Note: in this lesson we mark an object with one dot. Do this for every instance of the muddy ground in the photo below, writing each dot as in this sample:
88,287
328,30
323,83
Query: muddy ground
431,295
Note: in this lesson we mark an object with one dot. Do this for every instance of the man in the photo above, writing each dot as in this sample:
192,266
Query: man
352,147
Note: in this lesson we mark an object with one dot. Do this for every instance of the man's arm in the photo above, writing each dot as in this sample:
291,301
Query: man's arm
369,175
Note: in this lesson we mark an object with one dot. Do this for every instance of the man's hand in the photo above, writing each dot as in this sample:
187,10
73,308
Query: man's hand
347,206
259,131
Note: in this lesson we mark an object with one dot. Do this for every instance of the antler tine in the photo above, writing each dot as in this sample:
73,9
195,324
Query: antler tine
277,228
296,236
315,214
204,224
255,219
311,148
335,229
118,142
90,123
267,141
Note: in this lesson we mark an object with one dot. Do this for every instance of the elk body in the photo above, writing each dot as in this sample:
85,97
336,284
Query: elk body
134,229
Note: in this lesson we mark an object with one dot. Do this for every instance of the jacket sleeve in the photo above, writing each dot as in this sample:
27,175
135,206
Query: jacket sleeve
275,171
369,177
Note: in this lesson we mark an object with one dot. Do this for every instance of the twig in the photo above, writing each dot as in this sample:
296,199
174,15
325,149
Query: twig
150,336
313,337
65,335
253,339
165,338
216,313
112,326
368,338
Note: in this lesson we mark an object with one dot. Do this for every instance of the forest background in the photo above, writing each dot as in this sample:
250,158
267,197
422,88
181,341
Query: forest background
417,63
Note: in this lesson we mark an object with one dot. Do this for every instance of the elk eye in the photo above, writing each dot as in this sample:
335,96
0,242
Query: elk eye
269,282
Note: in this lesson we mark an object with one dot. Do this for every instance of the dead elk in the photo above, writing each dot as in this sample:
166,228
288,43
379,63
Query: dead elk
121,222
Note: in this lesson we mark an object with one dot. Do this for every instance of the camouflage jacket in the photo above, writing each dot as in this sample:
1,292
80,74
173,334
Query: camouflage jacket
○ ○ ○ ○ ○
Rewrite every item above, changing each "dot" to "point" and keeping everything else the same.

> [The answer]
Note: in this lesson we mark an object with one point. Do this for every instance of the muddy ground in the photo below, writing each point as in this sample:
88,287
328,30
323,83
Query: muddy ground
431,295
Note: in this lesson we mark an object with one point. Do this for every instance of the man in the photo above, writing each point as in this sample:
192,266
Query: man
352,147
Note: in this lesson we mark an object with one point. Do this for every instance of the man's arm in the photo above, writing each point as in this sample:
291,301
Query: man's arm
369,175
Note: in this lesson we mark an object with one point. Do this for every instance of the man's hand in the photo above, writing each point as in this sample:
187,10
73,308
Query: man's hand
347,206
259,131
Note: in this lesson we mark an object with one point. Do this for every instance of the antler tine in the photo above, writing each point as in this sample:
73,9
195,324
Query: antler tine
277,228
296,236
315,214
204,224
255,219
311,148
335,229
118,142
90,123
267,141
Note: in this lesson we mark an object with one point. Do this for every instance of the elk body in the photo above, writing each point as in this sample:
85,97
336,284
Query: elk body
134,229
Note: in this lesson we mark an object with one point. Do this for every instance of the jacket sleeve in the photo above, writing each point as in this sample:
27,175
135,206
Query: jacket sleeve
275,171
369,177
Note: in this lesson we mark an object with one point. Do this for every instance of the twig in the photo above, writing each point as in this sample:
296,199
174,15
325,149
Query: twig
150,336
313,337
65,335
253,339
165,338
216,313
112,326
368,338
Note: in this lesson we mark an object with one point. Do this for every instance of the forest background in the photo above, writing each point as in this sample:
250,158
267,197
422,88
181,341
Query: forest background
417,63
Note: in this lesson we mark an object with one point. Do this for every instance of the elk eye in the photo above, writing each point as in this sample:
335,96
0,242
Query: elk eye
269,282
Note: in this lesson we mark an object with one point. Do this for every instance of the dead elk in the photo above, writing each point as in this sample:
166,228
288,43
379,63
Query: dead elk
121,222
Note: in this lesson we mark an object with one point. Do this for every instance of the camouflage jacket in the photo above, writing each point as in this sample:
1,292
80,74
173,334
Query: camouflage jacket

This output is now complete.